### TEXTAUSZUG
=======
Umfang der Kontrollbetreuung

Zu einem etwaigen Aufgabenkreis des Kontrollbetreuers hat der BGH ein abgestuftes, sich in der Intensität steigerndes Maßnahmenpaket festgelegt: Zunächst soll der Kontrollbetreuer auf den Bevollmächtigten positiv einwirken, z.B. durch Auskunftsverlangen und Rechenschaftslegung. Wenn das nicht fruchtet, kommt als letzter Ausweg eine Ermächtigung zum Widerruf der Vollmacht in Betracht. Dann müsse aber schon eine erhebliche Verletzung des Wohls der Vollmachtgeberin drohen.

Fazit:

Angesichts dieser restriktiven Rechtsprechung muss man als Vollmachtgeber die Kontrollbetreuung nicht als Gängelung fürchten. Im Gegenteil. Denn wenn sie ausnahmsweise erfolgen soll, würde sie dem eigenen Schutz dienen und den Bevollmächtigten wieder auf die richtige Spur bringen. Für den Bevollmächtigten ist das Damoklesschwert der Kontrollbetreuung Motivation, gar nicht erst von der Spur abzuweichen.
=======
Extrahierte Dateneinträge
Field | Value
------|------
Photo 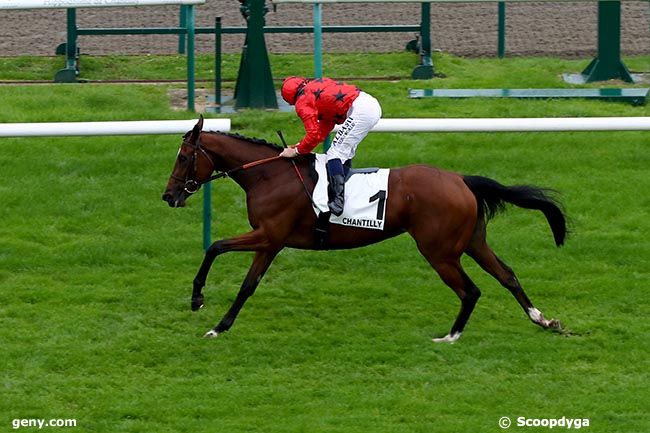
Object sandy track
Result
[0,0,650,57]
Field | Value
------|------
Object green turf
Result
[0,54,650,433]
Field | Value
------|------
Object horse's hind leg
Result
[425,256,481,343]
[418,236,481,343]
[467,232,562,330]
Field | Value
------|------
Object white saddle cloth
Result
[313,153,390,230]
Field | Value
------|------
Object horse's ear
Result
[190,115,203,146]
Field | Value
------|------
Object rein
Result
[171,135,316,207]
[171,144,280,194]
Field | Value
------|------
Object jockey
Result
[280,77,381,216]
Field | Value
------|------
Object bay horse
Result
[162,117,566,343]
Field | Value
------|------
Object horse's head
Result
[162,116,214,207]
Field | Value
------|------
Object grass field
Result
[0,54,650,433]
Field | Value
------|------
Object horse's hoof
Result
[203,329,219,338]
[191,295,203,311]
[548,319,564,331]
[432,332,461,344]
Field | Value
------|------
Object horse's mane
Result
[204,131,282,152]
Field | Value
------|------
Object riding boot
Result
[327,159,345,216]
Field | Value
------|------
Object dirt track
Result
[0,0,650,57]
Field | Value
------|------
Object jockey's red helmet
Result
[281,77,308,105]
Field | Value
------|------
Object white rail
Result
[0,0,205,9]
[0,119,230,137]
[356,117,650,132]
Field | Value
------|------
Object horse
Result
[162,117,567,343]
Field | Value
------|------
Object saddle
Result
[310,154,390,249]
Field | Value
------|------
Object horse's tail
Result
[463,176,567,247]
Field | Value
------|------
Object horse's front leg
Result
[191,229,270,311]
[204,251,278,338]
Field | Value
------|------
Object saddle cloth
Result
[312,154,390,230]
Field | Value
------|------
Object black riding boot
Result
[327,159,345,216]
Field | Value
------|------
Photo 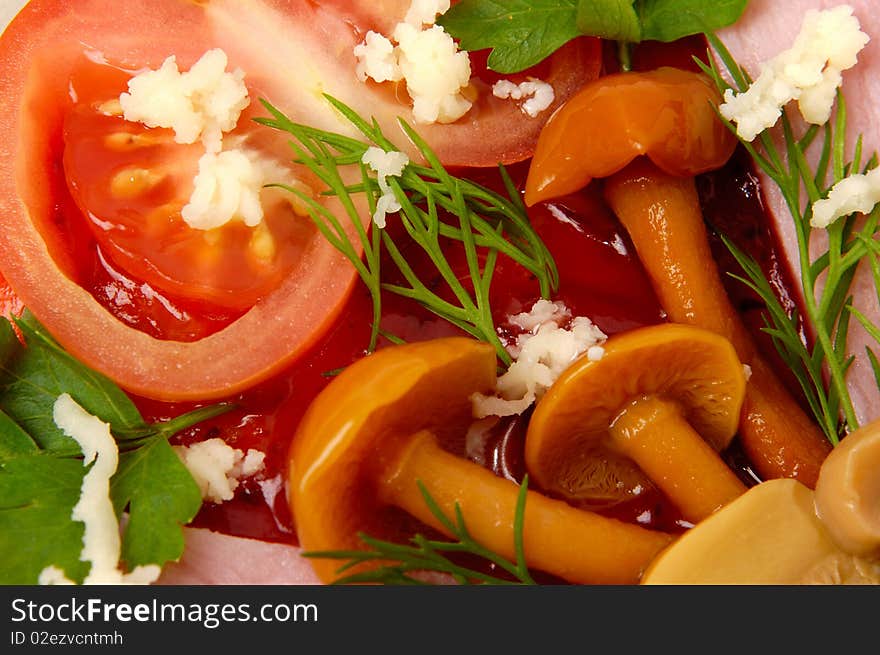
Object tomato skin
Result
[0,0,364,400]
[526,67,736,205]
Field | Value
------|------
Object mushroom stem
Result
[378,430,672,584]
[605,161,830,487]
[608,396,746,523]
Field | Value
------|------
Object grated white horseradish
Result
[403,0,450,27]
[354,30,403,82]
[119,48,250,152]
[471,299,607,418]
[810,168,880,228]
[361,146,409,228]
[354,0,472,124]
[720,5,869,141]
[180,149,276,230]
[174,437,266,503]
[39,394,161,585]
[492,77,556,118]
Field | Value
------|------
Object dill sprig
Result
[696,34,880,445]
[257,96,558,364]
[303,476,536,585]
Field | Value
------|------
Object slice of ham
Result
[156,528,455,586]
[157,528,321,585]
[718,0,880,423]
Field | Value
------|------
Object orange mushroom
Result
[525,323,746,522]
[525,68,830,487]
[605,161,831,487]
[289,338,672,583]
[525,67,736,206]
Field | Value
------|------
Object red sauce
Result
[39,33,812,560]
[132,161,677,542]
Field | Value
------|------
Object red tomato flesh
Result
[0,0,600,400]
[64,58,314,310]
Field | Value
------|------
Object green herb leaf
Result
[0,454,89,585]
[0,313,146,457]
[577,0,642,43]
[636,0,748,42]
[0,315,232,584]
[110,439,202,569]
[437,0,747,73]
[256,96,559,364]
[437,0,581,73]
[303,476,536,585]
[697,32,880,445]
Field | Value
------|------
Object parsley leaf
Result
[577,0,642,42]
[0,454,89,585]
[0,314,231,584]
[636,0,748,42]
[110,438,202,569]
[437,0,747,73]
[0,313,146,457]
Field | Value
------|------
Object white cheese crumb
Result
[471,300,607,418]
[354,30,403,82]
[354,0,472,123]
[39,394,161,584]
[393,23,472,123]
[720,5,868,141]
[403,0,450,27]
[119,48,250,152]
[180,149,276,230]
[810,168,880,227]
[174,437,266,503]
[361,146,409,228]
[492,77,556,118]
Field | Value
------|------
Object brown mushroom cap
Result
[289,337,496,579]
[816,420,880,556]
[525,323,745,504]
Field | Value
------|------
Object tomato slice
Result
[0,0,598,400]
[63,58,314,310]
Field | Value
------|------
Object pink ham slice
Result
[158,528,321,585]
[719,0,880,423]
[156,528,455,585]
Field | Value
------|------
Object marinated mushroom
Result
[642,479,880,585]
[642,421,880,584]
[605,161,830,487]
[525,67,736,205]
[289,338,672,583]
[816,420,880,557]
[525,69,830,487]
[525,323,746,521]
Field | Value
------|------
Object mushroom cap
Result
[525,323,745,502]
[816,420,880,557]
[525,67,737,206]
[642,478,880,585]
[288,337,496,580]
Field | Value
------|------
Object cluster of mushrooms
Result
[289,69,880,584]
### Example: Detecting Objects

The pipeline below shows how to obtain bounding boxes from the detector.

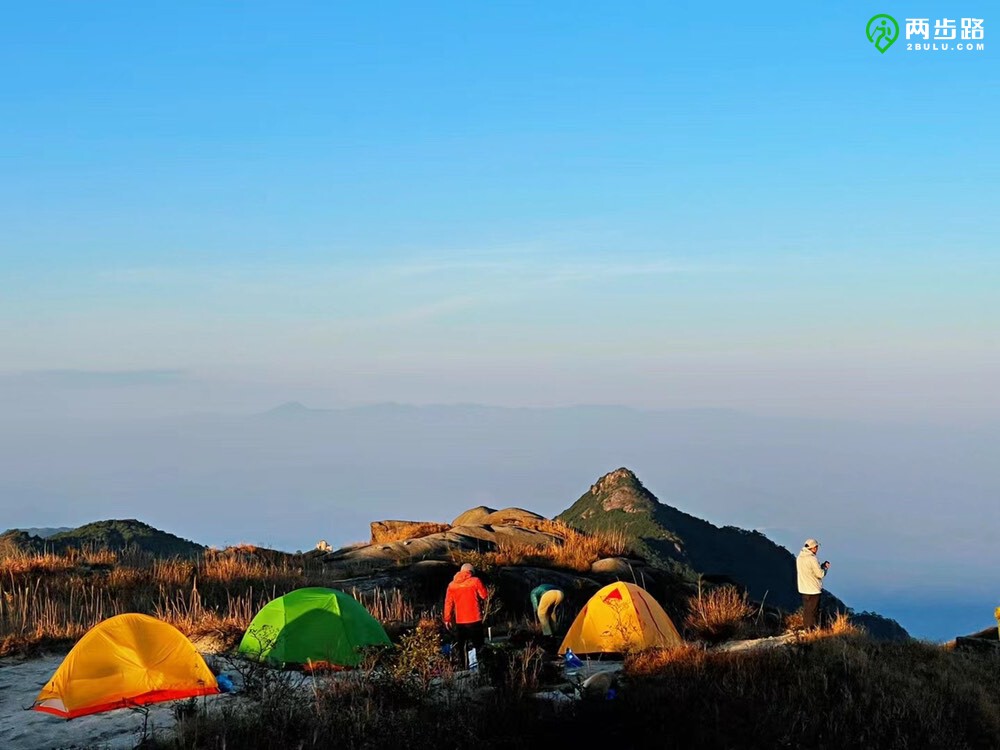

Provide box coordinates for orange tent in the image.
[559,581,684,654]
[34,614,219,719]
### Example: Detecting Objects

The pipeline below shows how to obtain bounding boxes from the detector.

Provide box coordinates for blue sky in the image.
[0,2,1000,422]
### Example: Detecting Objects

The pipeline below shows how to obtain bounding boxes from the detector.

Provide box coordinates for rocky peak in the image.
[590,467,658,513]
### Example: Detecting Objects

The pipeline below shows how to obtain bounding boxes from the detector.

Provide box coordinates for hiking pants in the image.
[455,621,486,666]
[802,594,820,630]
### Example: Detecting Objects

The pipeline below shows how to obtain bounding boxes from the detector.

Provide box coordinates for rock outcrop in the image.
[371,521,450,544]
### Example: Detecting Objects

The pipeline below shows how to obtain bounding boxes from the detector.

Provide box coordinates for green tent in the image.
[239,588,390,667]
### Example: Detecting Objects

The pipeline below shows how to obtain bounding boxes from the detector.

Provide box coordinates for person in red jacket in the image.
[444,563,488,655]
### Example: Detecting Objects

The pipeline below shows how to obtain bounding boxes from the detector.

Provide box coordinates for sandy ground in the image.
[0,654,230,750]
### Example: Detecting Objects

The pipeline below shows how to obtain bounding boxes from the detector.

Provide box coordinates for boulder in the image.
[476,508,548,529]
[590,557,646,581]
[451,505,496,526]
[371,521,449,544]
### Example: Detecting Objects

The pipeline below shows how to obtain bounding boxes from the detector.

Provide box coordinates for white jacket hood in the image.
[795,547,826,594]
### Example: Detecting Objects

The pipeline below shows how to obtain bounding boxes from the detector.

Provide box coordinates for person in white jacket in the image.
[795,539,830,630]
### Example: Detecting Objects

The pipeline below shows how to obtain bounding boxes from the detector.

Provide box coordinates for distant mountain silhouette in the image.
[557,467,908,639]
[0,519,205,557]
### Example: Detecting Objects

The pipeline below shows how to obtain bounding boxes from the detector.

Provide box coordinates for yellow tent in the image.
[559,581,684,654]
[34,614,219,719]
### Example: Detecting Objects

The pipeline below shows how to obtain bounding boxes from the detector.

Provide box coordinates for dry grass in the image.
[454,520,631,573]
[684,586,755,643]
[0,546,336,656]
[154,623,1000,750]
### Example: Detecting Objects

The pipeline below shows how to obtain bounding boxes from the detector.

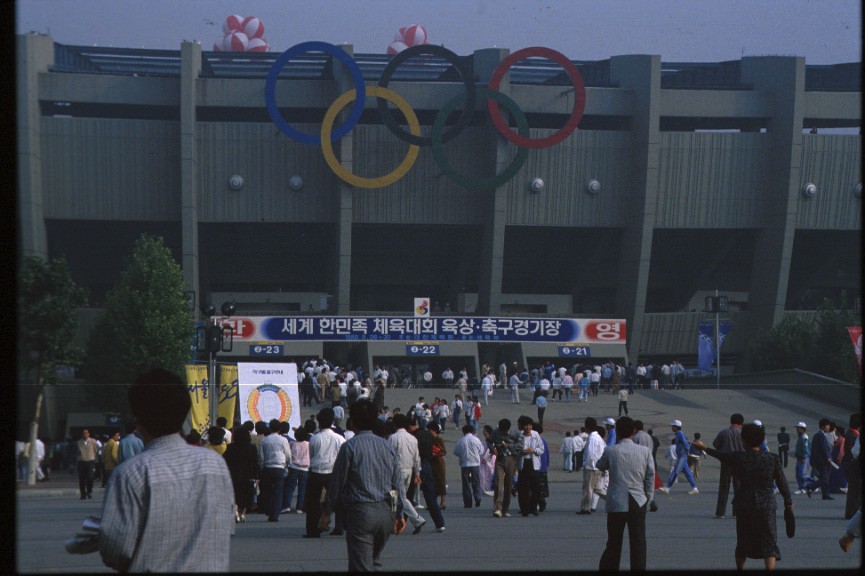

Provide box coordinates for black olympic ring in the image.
[376,44,476,146]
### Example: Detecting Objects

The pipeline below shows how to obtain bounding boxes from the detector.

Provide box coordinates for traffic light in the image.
[703,296,730,314]
[204,324,222,354]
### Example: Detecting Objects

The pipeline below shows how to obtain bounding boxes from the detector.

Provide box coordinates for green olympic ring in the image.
[265,42,586,190]
[432,87,529,190]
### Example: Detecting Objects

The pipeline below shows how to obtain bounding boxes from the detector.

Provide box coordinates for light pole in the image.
[199,302,235,426]
[705,290,729,390]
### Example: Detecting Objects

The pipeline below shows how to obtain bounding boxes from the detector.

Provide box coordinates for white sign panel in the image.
[237,362,301,428]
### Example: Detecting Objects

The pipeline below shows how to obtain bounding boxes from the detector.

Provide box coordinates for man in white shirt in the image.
[442,366,454,388]
[589,366,601,396]
[577,416,606,515]
[388,414,426,534]
[517,416,544,517]
[481,370,493,406]
[303,408,345,538]
[453,424,486,508]
[258,418,291,522]
[508,370,520,404]
[597,416,655,572]
[538,378,552,396]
=======
### AUFGABENSTELLUNG
Was sagt der Textauszug zur Kontrollbetreuung zu diesen drei Punkten?
(a) Wer hat das abgestufte Maßnahmenpaket für den Aufgabenkreis des Kontrollbetreuers festgelegt?
(b) Was kommt als letzter Ausweg in Betracht, wenn das positive Einwirken auf den Bevollmächtigten nicht fruchtet?
(c) Wozu motiviert das Damoklesschwert der Kontrollbetreuung laut Fazit den Bevollmächtigten?

### LÖSUNG
(a) Der BGH.
(b) Eine Ermächtigung zum Widerruf der Vollmacht.
(c) Gar nicht erst von der Spur abzuweichen.